> Extract to read
"""
Holding deposits — what they are, when we take one, and the rules around refunds
We take a holding deposit when a tenant wants a property off the market while their referencing and tenancy paperwork is completed. The amount, the time limits, and the circumstances in which a holding deposit can be retained or refunded are governed by the Tenant Fees Act 2019 (Schedule 1 paragraph 3) and, since 1 May 2026, by the Renters' Rights Act 2025 in the way it interacts with the new bidding ban. This page sets out what a holding deposit is, how much we can take, the 15-day "Deadline for Agreement", the four circumstances in which a deposit can be lawfully retained, and the operational practice we follow at Harvey W James on every managed letting. The page is for tenants and landlords; the source-of-truth document is Essential Terms and Charges v2.1.5 §22 [BIDDING-001] and §39 [DEPOSIT-001].
What a holding deposit is and what it is not
A holding deposit is a payment made by a prospective tenant that demonstrates a serious intent to rent the property at the advertised rent and, in return, takes the property off the market while the landlord (or agent) completes referencing, right-to-rent checks, and tenancy paperwork. It is not the same as the tenancy deposit. The tenancy deposit is a security held in an approved deposit-protection scheme against unpaid rent and damage at the end of the tenancy, and is governed by Schedule 5 of the Housing Act 2004; see the Rent Protection page for how that interacts with rent-protection cover. A holding deposit is a separate, smaller, pre-tenancy payment that either becomes part of the tenancy deposit or the first month's rent when the tenancy goes ahead, or is refunded to the tenant in the circumstances set out below.
"""
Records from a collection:
"""
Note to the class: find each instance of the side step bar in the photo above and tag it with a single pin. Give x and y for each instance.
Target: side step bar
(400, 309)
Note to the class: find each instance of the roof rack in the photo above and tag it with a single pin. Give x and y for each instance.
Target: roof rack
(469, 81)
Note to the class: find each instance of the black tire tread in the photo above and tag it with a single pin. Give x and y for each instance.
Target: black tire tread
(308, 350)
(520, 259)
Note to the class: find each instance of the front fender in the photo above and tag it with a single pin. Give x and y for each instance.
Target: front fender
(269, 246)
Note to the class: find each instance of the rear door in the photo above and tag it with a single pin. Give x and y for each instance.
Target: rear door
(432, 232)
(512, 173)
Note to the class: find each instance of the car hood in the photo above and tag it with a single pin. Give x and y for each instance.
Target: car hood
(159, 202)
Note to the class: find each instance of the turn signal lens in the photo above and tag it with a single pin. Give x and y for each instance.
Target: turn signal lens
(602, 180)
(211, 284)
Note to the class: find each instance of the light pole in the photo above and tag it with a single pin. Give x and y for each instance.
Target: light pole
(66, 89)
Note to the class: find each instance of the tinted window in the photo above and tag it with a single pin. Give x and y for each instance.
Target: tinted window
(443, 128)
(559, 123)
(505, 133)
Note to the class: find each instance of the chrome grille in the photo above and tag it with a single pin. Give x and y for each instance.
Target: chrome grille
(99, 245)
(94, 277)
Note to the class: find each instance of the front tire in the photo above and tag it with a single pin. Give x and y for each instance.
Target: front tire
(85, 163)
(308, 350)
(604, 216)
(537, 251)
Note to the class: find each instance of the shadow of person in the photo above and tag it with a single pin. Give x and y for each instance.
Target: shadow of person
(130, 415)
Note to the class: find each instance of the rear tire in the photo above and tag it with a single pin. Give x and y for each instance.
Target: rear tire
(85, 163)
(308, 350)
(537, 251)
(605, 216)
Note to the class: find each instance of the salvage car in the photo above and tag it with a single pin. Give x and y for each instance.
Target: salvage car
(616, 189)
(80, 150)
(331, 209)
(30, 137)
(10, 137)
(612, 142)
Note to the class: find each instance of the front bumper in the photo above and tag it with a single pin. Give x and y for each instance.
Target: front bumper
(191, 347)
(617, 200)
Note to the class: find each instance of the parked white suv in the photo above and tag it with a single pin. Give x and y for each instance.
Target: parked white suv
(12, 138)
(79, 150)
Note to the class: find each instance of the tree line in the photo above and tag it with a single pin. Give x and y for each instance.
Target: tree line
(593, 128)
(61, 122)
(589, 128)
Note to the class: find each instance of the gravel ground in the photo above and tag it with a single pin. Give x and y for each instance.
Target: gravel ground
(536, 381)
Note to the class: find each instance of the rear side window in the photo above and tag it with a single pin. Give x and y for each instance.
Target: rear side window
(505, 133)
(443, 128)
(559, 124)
"""
> Problem requirements
According to the holding-deposit page, which law governs the tenancy deposit? The data come from a separate source.

> Written solution
Schedule 5 of the Housing Act 2004.